TEXTE EXTRAIT:

———

Dans ce contexte sudiste, toutes les autres formations politiques sont réduites à jouer les supplétifs. La gauche, qui accumule les défaites et les mauvais choix depuis 2011, n’avait prospéré que sur la désunion du camp libéral. Elle s’est, en toute logique, disloquée sur l’écueil municipal ajaccien. Sans leader, sans structure et sans bastion, elle est, aujourd’hui, complètement laminée ! La déroute touche toutes les composantes, du Front de gauche aux progressistes. Pour le conseiller général sortant Divers gauche, François Casasoprana, qui ne parvient à arracher que 26,5% des suffrages dans le 2ème canton d’Ajaccio, la pilule est amère ! Elle est encore plus acide pour le binôme, issu de la majorité régionale et formé de l’élu territorial et maire de Pietrosella, Jean-Baptiste Luccioni, et de la conseillère exécutive, présidente de l’agence du tourisme, Vanina Pieri, qui n’atteint même pas 18% des voix. Il est même devancé par le binôme nationaliste, Paul-Jo Caïtucoli/Muriel Segondy, qui réalise un très beau 23% !
 
Le statut-quo au Nord
Si la donne politique devient limpide au Sud, elle est bien plus complexe, embrouillée et bien moins lisible au Nord. En remportant sans effort six des huit cantons pourvus dès le 1er tour et en s’assurant au moins trois des sept cantons en ballotage, Paul Giacobbi garde la main sur le département de la Haute-Corse. Il est vrai qu’il a mouillé la chemise pour imposer ses candidats et contrer l’offensive de la gauche dissidente qui, du Cap à l’île Rousse en passant par le Fiumorbu, comptait bien lui damer le pion. Le chef de fil des frondeurs, Hyacinthe Mattei, est écrasé dans le canton de l’île Rousse, par l’union sacrée mise en place autour de Pierre-Marie Mancini. François Tiberi est en ballotage défavorable dans le Fiumorbu face au transfuge de droite, Siméon de Buochberg. Le duo Jacky Padovani-Ange Pierre Vivoni ne dispose pas, dans le Cap Corse, de l’avance prévue face à François Orlandi et le coude-à-coude serré de ce 1er tour est déjà une première satisfaction pour l’actuel président du Conseil général. Sa victoire serait emblématique pour le camp Giacobbi, mais elle est loin d’être acquise ! Jacky Padovani peut compter sur une certaine réserve de voix. Reste l’inconnue nationaliste qui pourrait être la clé du scrutin, même si Corsica Libera a déjà annoncé qu’il ne donnait pas de consigne de vote.

———

LISTE DES LIGNES:
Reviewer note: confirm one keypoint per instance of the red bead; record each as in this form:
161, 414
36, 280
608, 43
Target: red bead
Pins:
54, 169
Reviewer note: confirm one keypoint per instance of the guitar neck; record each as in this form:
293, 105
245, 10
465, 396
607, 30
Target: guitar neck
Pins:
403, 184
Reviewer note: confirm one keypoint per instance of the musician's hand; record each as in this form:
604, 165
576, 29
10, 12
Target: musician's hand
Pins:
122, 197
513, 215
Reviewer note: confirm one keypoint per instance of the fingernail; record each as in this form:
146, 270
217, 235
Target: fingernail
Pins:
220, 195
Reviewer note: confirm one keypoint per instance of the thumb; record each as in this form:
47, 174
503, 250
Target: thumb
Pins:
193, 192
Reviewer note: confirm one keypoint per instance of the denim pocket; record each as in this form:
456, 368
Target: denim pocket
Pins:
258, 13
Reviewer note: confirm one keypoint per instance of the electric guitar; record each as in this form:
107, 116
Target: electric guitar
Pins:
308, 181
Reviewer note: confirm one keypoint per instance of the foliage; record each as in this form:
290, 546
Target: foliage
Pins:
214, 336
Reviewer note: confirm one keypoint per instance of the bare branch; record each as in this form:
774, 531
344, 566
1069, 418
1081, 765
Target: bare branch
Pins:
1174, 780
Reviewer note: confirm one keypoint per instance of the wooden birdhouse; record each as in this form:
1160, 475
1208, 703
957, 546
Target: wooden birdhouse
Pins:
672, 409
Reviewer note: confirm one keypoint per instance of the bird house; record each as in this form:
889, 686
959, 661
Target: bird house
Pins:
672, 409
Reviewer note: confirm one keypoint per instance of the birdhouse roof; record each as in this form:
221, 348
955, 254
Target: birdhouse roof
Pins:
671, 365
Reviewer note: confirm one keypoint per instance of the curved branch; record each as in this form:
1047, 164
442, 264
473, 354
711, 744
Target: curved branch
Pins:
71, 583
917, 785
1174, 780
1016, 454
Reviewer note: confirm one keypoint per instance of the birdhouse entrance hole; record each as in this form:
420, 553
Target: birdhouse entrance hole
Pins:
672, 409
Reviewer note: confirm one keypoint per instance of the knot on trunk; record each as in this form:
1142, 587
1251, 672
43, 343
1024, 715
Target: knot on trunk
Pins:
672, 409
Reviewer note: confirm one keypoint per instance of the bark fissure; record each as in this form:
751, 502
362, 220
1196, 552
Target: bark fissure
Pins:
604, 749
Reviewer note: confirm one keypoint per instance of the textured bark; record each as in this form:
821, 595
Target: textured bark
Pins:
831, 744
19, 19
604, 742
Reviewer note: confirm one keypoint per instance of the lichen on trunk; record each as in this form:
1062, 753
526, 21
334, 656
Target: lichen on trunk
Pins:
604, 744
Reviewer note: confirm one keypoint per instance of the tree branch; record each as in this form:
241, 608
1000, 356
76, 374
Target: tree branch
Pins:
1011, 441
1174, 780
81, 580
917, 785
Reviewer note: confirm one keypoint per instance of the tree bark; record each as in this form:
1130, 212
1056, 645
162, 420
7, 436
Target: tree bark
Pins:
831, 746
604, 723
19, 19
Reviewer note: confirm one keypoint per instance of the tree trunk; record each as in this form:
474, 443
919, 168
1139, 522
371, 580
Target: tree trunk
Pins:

———

Pour chaque affirmation ci-dessous, dites si elle concorde avec le texte extrait, en répondant par oui ou par non et en citant les mots décisifs du texte.
1. François Casasoprana obtient 26,5 % des suffrages dans le 2e canton d'Ajaccio.
2. Paul Giacobbi remporte les huit cantons pourvus dès le 1er tour.
3. Corsica Libera a donné une consigne de vote.

1. Oui : « qui ne parvient à arracher que 26,5% des suffrages dans le 2ème canton d’Ajaccio ».
2. Non : « En remportant sans effort six des huit cantons pourvus dès le 1er tour ».
3. Non : « Corsica Libera a déjà annoncé qu’il ne donnait pas de consigne de vote ».